> **WORK TO COMPLETE**
Copy each of the rows below word for word, keeping every line in its original order.

#### DATA LISTING ####

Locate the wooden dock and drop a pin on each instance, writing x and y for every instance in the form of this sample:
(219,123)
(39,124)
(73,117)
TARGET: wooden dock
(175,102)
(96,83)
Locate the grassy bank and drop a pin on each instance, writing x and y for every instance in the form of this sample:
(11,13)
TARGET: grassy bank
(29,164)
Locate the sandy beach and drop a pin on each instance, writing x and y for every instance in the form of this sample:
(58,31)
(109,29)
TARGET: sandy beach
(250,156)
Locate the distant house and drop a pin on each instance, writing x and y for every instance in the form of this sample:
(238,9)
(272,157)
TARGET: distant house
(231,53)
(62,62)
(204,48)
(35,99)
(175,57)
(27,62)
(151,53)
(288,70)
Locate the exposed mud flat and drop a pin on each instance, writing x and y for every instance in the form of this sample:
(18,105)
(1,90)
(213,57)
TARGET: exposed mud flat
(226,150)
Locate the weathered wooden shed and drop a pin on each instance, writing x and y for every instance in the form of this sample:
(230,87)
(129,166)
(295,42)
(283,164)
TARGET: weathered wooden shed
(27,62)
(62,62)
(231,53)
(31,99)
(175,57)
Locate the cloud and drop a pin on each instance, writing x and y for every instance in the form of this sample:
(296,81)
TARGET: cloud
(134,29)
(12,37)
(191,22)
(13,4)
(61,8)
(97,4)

####

> **TASK OUTPUT**
Locate the wooden dock and drop a pin on each instance, writing x and y for every instance in the form of this sample:
(219,123)
(39,124)
(73,117)
TARGET: wooden dock
(175,102)
(96,83)
Locate the grassy bank and drop a pin on each instance, writing x and y for every instance in the form of this sample:
(11,13)
TARGET: grassy bank
(29,164)
Locate the sandy beach and drop a pin on each instance, writing x and y for every instance in the form of this sample:
(58,31)
(109,29)
TARGET: sandy beach
(250,156)
Locate the distant house and drop a pin on each instance, writing x and y for every instance in the form of this sample:
(238,9)
(272,157)
TARGET: distant house
(231,53)
(62,62)
(204,48)
(35,99)
(175,57)
(27,62)
(151,53)
(288,70)
Locate the exposed mud flat and drop a pin on each instance, writing x and y for every instance in the form of this sample:
(18,105)
(1,90)
(213,57)
TARGET: exposed mud flat
(226,150)
Locate the weathered wooden shed and drop a pin on each instance, writing x and y for every instance in the form of this sample:
(230,87)
(129,166)
(295,42)
(283,164)
TARGET: weathered wooden shed
(27,62)
(62,62)
(231,53)
(31,99)
(175,57)
Locate the cloud and drop a pin on each instance, writing x and y for every instance in the form of this sample:
(296,81)
TARGET: cloud
(134,29)
(12,37)
(191,22)
(13,4)
(61,8)
(97,4)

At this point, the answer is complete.